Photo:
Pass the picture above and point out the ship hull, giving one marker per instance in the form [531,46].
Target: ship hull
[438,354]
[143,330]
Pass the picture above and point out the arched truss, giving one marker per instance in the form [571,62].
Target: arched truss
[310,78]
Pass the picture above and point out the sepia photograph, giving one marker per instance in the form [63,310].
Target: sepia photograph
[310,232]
+---+
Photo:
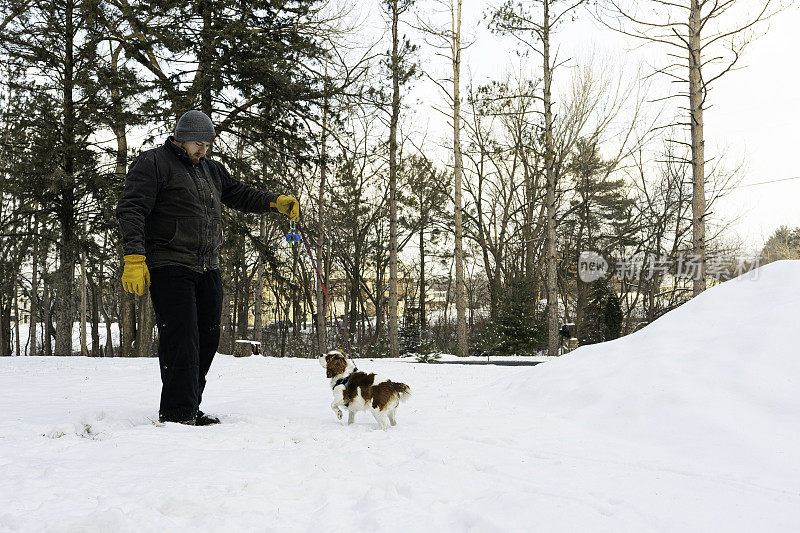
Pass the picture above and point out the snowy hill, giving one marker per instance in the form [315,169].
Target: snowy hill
+---+
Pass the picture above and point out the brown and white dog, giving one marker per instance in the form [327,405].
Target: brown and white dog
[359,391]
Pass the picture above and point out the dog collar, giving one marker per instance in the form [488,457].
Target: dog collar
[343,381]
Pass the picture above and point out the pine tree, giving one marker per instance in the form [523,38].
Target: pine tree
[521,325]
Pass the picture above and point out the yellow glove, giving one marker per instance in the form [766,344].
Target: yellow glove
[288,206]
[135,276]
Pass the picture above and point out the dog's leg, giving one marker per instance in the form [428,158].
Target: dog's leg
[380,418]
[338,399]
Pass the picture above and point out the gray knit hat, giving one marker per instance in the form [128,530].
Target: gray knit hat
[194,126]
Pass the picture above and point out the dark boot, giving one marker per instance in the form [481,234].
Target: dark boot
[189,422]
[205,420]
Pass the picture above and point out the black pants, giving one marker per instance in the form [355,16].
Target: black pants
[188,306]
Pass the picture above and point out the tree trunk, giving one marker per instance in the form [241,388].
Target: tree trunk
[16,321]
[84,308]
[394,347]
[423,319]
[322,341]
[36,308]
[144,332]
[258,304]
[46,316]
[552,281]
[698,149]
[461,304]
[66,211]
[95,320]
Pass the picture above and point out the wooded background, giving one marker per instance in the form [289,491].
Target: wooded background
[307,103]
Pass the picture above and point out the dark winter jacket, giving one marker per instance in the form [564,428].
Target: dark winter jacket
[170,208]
+---+
WHAT YOU WILL DO —
Show each line of the records above that contains the word "glove", reproducing every such line in full.

COMPLETED TASK —
Pass the picture above and point out the yellow glove, giving one marker per instance in the form [766,344].
Target: yellow glove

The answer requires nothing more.